» Objective
Can you rewrite the entries below, swapping every "every instance" for "all instances" and leaving everything else untouched?

» Material for this task

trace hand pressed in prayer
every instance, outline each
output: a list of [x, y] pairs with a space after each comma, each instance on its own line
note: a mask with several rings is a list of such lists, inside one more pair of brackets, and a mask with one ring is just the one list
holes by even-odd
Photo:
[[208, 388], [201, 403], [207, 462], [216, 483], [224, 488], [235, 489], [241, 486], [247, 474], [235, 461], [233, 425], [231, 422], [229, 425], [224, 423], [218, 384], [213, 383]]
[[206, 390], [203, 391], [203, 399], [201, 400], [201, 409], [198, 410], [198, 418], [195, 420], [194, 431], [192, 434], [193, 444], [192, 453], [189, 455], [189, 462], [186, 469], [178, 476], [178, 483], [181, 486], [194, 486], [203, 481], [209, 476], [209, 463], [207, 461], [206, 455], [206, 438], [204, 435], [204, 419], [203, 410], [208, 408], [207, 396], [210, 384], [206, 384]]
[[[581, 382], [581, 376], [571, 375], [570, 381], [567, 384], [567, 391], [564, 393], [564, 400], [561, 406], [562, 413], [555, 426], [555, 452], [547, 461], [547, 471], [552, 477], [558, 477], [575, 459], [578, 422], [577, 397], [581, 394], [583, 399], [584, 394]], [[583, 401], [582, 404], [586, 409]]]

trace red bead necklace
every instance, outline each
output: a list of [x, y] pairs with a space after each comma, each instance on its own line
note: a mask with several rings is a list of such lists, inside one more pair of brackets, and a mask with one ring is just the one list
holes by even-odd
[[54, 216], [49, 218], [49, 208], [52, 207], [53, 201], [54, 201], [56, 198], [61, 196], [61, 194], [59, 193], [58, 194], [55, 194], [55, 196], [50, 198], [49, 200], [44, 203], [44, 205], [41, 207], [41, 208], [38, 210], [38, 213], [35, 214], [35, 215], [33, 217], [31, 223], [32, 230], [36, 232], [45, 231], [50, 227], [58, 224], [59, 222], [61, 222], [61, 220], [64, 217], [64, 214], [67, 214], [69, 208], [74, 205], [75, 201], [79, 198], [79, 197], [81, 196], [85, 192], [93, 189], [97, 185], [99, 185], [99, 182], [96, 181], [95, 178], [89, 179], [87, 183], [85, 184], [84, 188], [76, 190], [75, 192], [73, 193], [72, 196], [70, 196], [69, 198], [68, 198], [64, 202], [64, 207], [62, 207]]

» Worked answer
trace hand pressed in prayer
all instances, outline each
output: a list of [x, y] pairs with a space after each comma, each instance on its own line
note: a mask with several rings is a list of such lists, inside one more pair of brackets, and a mask with one ring is just the one list
holes by even-odd
Photo:
[[208, 388], [201, 403], [207, 462], [216, 483], [224, 488], [235, 489], [241, 486], [247, 474], [235, 461], [233, 425], [231, 422], [229, 425], [224, 423], [218, 384], [213, 383]]
[[206, 390], [203, 391], [203, 399], [201, 400], [201, 409], [198, 410], [198, 418], [195, 420], [194, 431], [192, 434], [193, 444], [192, 453], [189, 455], [189, 462], [186, 469], [178, 476], [178, 483], [181, 486], [194, 486], [203, 481], [209, 476], [209, 463], [207, 461], [206, 455], [206, 438], [204, 435], [204, 419], [203, 410], [208, 408], [207, 396], [210, 384], [206, 384]]
[[[581, 382], [581, 376], [571, 375], [570, 381], [567, 384], [567, 391], [564, 393], [564, 400], [561, 406], [562, 413], [555, 426], [555, 452], [547, 461], [547, 471], [552, 477], [558, 477], [575, 459], [578, 422], [577, 397], [581, 394], [583, 399], [584, 394]], [[583, 401], [582, 404], [586, 409]]]

trace red bead necklace
all instances, outline each
output: a list of [x, y] pairs with a space after each comma, each instance on its own line
note: a mask with several rings is a list of such lists, inside one more pair of brackets, and a mask with one ring is just the one list
holes by even-odd
[[54, 216], [49, 218], [49, 208], [52, 207], [53, 201], [54, 201], [56, 198], [61, 196], [61, 194], [59, 193], [58, 194], [55, 194], [55, 196], [50, 198], [49, 200], [44, 203], [44, 205], [41, 207], [41, 208], [38, 210], [38, 213], [35, 214], [35, 215], [33, 217], [31, 223], [32, 230], [36, 232], [45, 231], [50, 227], [58, 224], [59, 222], [61, 222], [61, 220], [64, 217], [64, 214], [67, 214], [69, 208], [74, 205], [75, 201], [79, 198], [79, 197], [81, 196], [85, 192], [93, 189], [97, 185], [99, 185], [99, 182], [96, 181], [95, 178], [89, 179], [87, 183], [85, 184], [84, 188], [76, 190], [75, 192], [73, 193], [72, 196], [70, 196], [69, 198], [68, 198], [64, 202], [64, 207], [62, 207]]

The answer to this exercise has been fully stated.